Task statement
From the line with "If you could put a point on the passenger" to the last line of the material, both inclusive, transcribe every line exactly and nothing else.
══ Records provided ══
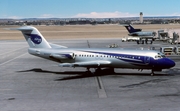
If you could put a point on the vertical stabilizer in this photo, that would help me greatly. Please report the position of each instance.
(33, 37)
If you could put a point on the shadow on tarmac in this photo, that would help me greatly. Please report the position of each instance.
(84, 74)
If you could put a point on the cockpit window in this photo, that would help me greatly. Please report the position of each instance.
(160, 55)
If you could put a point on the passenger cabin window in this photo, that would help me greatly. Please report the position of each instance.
(159, 56)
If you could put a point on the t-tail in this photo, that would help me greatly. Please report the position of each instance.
(33, 37)
(131, 29)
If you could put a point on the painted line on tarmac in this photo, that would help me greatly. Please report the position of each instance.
(100, 88)
(12, 59)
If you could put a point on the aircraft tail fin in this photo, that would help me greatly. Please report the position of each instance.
(33, 37)
(131, 29)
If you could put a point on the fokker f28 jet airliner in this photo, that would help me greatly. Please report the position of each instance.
(97, 58)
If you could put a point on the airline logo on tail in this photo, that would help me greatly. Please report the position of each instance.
═══
Finished exercise
If you could put a point on the passenger cabin window in this photo, that would help me greatly. Please report the position of each instance.
(159, 56)
If you could put a point on the t-tail in this photo, that would help me greatly. Please report the position of each instance.
(33, 37)
(131, 29)
If you could put a point on the painted line on tarmac in this photo, that would help me greatly. Please report the position of each instance.
(100, 88)
(12, 59)
If you could put a point on the aircraft tail fin in this photo, that would help me greatly. Please report the position of each instance.
(33, 37)
(131, 29)
If you could put a point on the fokker f28 jet airliner in this photo, that would help me greatly. Please report the position of each instance.
(97, 58)
If you could put a point on the airline logo on tail in this photo, that would help me greatly. Please report the position of each instance.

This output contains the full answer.